# [Rows]
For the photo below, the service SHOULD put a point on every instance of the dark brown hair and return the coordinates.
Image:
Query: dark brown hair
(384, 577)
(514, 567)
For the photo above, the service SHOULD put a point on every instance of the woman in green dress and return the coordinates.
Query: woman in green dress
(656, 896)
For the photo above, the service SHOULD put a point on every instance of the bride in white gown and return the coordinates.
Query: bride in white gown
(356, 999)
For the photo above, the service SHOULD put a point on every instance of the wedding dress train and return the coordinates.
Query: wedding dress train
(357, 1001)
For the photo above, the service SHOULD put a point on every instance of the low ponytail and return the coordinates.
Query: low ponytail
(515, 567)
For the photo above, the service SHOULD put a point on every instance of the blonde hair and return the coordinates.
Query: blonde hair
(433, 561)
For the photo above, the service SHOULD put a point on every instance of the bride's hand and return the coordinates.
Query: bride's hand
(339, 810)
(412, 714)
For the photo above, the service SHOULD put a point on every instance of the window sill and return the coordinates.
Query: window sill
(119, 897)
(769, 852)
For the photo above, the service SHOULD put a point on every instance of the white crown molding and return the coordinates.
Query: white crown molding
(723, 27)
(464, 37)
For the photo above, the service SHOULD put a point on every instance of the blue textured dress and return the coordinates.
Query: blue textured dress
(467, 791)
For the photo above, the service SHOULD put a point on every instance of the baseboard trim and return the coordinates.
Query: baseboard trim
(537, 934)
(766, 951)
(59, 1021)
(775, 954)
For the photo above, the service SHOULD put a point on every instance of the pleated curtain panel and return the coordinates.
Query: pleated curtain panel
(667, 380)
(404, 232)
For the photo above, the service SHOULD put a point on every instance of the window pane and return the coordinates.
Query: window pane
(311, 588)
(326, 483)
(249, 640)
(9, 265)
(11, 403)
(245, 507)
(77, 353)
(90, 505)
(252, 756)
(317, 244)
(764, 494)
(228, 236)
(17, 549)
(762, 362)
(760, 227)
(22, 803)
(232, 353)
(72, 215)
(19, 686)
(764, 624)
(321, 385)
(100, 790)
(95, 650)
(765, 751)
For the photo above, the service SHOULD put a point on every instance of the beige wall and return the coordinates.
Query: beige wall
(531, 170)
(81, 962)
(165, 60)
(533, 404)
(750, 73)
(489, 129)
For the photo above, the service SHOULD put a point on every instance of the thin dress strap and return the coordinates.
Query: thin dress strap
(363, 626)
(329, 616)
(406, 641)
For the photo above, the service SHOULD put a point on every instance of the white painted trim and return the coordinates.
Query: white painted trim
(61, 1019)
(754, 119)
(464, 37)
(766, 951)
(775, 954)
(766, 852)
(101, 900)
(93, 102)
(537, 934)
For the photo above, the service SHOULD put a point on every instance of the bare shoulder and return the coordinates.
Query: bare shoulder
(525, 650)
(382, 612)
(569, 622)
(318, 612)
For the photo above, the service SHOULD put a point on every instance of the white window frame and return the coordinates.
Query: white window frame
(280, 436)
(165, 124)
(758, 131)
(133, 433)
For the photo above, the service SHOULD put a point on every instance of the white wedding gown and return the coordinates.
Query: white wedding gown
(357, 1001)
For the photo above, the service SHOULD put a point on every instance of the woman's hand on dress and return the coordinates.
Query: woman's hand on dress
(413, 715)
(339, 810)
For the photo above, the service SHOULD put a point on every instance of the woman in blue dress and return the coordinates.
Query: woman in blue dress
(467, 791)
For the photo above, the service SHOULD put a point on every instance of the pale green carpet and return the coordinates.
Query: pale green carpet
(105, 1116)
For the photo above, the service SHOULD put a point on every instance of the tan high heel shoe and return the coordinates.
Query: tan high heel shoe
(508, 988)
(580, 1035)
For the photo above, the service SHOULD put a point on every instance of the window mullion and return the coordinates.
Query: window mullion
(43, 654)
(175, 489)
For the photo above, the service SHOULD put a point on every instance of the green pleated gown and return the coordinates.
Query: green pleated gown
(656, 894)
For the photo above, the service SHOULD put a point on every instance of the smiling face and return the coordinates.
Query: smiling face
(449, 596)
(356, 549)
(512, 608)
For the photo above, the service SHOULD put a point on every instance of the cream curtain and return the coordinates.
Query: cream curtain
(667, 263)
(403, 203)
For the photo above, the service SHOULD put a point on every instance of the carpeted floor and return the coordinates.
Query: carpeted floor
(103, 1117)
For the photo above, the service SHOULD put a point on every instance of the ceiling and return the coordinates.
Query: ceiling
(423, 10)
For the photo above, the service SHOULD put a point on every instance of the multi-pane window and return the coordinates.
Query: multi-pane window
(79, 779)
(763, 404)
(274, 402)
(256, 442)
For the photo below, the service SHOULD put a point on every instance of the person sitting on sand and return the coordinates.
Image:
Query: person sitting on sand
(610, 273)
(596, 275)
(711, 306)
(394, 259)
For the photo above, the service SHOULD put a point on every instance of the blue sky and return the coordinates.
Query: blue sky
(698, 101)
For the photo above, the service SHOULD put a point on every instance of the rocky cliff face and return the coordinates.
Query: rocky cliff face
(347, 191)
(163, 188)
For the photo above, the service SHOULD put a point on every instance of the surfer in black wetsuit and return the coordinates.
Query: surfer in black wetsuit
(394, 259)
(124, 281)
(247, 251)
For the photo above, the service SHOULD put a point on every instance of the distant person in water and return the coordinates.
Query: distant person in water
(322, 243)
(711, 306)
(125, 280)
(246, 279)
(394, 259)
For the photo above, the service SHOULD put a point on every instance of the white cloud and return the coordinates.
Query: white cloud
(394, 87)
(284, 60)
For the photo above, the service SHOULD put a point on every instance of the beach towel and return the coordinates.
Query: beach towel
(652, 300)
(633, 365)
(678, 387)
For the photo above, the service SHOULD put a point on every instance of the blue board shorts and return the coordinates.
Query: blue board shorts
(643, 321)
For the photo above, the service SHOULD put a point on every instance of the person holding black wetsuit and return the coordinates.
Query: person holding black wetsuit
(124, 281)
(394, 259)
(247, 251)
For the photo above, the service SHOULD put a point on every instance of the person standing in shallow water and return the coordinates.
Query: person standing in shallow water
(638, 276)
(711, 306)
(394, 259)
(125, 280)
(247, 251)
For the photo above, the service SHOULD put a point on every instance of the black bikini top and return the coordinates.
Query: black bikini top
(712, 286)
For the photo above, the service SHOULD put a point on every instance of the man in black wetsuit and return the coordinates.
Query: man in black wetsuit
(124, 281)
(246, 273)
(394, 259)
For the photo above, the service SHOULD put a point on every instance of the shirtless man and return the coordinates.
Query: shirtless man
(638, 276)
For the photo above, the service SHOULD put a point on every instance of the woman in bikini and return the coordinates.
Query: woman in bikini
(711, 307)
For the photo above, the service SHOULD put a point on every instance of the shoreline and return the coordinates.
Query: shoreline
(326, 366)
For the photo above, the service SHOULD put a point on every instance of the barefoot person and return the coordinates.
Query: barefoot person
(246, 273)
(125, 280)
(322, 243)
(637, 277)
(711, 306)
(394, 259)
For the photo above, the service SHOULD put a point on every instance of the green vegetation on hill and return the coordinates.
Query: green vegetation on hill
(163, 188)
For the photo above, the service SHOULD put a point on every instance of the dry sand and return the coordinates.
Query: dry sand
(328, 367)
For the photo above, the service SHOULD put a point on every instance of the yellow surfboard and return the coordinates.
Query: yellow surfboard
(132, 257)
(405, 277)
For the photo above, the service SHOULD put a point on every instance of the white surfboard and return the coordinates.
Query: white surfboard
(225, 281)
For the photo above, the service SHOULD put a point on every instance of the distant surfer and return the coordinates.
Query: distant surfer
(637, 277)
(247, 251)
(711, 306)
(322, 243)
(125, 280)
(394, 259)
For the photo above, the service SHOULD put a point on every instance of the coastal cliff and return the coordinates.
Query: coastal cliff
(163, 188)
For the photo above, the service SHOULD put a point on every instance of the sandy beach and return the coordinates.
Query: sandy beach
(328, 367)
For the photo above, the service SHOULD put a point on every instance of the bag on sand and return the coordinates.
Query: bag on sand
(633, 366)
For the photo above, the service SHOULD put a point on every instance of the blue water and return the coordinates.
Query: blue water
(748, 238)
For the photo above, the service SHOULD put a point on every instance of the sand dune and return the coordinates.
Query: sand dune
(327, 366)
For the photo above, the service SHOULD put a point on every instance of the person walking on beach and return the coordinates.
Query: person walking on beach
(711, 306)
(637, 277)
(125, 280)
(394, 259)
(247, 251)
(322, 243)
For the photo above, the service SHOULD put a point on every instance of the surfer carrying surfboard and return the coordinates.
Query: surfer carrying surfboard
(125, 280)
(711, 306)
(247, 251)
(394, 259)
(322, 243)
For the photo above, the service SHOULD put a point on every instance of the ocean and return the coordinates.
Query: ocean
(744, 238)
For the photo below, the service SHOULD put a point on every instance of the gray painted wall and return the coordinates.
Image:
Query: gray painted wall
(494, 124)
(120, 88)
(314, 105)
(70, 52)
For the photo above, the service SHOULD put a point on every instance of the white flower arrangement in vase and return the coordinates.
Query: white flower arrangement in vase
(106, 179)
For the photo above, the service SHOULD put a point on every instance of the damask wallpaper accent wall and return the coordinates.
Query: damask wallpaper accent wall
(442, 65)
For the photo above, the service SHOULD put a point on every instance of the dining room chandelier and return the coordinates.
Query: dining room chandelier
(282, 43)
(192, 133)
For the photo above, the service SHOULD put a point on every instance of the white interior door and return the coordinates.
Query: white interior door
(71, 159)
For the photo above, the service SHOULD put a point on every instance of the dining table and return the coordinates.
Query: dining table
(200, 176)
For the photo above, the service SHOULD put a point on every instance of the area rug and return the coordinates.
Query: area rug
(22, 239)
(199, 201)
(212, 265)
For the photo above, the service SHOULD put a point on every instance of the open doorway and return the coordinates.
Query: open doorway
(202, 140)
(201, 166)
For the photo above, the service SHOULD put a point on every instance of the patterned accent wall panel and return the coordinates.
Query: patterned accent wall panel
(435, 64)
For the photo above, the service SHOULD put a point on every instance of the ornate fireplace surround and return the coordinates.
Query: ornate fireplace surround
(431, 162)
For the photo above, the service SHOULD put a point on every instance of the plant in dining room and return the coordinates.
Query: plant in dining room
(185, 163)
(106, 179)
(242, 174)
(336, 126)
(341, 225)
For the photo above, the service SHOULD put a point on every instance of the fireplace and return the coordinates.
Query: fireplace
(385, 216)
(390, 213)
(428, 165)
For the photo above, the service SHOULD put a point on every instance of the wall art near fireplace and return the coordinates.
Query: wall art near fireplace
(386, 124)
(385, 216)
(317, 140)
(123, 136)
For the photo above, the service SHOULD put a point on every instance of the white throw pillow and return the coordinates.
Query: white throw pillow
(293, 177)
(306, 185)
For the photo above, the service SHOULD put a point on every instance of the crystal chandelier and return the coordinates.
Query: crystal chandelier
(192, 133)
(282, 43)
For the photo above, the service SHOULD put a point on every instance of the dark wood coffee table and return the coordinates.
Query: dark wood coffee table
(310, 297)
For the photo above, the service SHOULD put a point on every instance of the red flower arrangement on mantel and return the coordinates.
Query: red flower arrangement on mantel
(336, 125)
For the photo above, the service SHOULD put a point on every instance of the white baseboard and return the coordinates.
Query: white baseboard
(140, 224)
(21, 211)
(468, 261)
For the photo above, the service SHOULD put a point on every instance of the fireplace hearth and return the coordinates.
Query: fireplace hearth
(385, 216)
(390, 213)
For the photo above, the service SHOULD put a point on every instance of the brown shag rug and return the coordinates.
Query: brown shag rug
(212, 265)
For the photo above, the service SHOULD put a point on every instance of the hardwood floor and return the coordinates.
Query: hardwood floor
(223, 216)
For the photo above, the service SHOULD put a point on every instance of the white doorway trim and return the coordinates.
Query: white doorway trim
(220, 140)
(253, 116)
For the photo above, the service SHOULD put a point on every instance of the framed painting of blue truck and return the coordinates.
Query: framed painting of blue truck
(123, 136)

# [What is asked]
Take the line with "shag rug and return the coordinates." and all lines after it through the end of the records, and write them out exactly; include nothing else.

# [Exercise response]
For the photo above, the service SHOULD put a point on every instance of the brown shag rug and return the coordinates.
Query: brown shag rug
(212, 265)
For the photo above, the service SHOULD put a point on every instance of the hardwood floor and return the coordinates.
Query: hardwood floor
(223, 216)
For the photo above, the service SHOULD put a point on every instance of the white doorway trim and return the coordinates.
Query: white doorway trim
(220, 140)
(253, 116)
For the photo above, the service SHOULD put a point on every instance of the framed painting of blue truck and return the coordinates.
Query: framed painting of blue truck
(123, 136)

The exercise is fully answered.